ЧТО НУЖНО СДЕЛАТЬ: Воспроизведите без изменений часть фрагмента текста, которая начинается со слов, содержащих "В те времена", и заканчивается словами "откуда такая уверенность.".

В те времена мои дети были для меня просто наказаньем божьим. Ежи хоть и учился, даже вполне самостоятельно, но с капризами. Роберт не желал учиться вообще, он заканчивал школу, и я отправилась к директору.
— Проше
пани, не имеет значения, какие у него будут оценки, — сообщил мне несчастный человек с огромным подтекстом. — Нашу школу он окончит.Я полюбопытствовала, откуда такая уверенность.
— Останься он тут на второй год — и я потеряю весь педагогический коллектив. Дня не проходит, чтобы учительницы не прибегали ко мне в слезах и не подавали заявление об уходе. У меня иного выбора нет: или ваш сын, или они.
— А что он такое вытворяет? — спросила я без всякого интереса, потому что и так всё отлично знала.

ПРЕДОСТАВЛЕННЫЕ ДАННЫЕ:
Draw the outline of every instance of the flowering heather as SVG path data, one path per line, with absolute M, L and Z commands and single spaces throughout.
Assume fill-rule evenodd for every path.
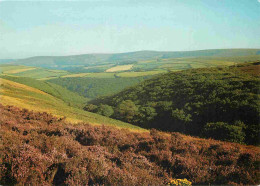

ОТВЕТ НИЖЕ:
В те времена мои дети были для меня просто наказаньем божьим. Ежи хоть и учился, даже вполне самостоятельно, но с капризами. Роберт не желал учиться вообще, он заканчивал школу, и я отправилась к директору.
— Проше
пани, не имеет значения, какие у него будут оценки, — сообщил мне несчастный человек с огромным подтекстом. — Нашу школу он окончит.Я полюбопытствовала, откуда такая уверенность.